### The problem
Update the lines below by changing "red pillar" to "stone column" and leave everything else unchanged.

■ ■ ■ ■ ■

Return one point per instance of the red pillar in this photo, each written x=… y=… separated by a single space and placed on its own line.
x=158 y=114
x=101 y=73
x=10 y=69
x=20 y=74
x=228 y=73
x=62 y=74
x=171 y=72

■ ■ ■ ■ ■

### Answer to the problem
Return one point per instance of the stone column in this photo, each written x=… y=… separated by a single space and placed on its own line.
x=158 y=114
x=101 y=73
x=10 y=69
x=20 y=74
x=228 y=73
x=62 y=74
x=171 y=72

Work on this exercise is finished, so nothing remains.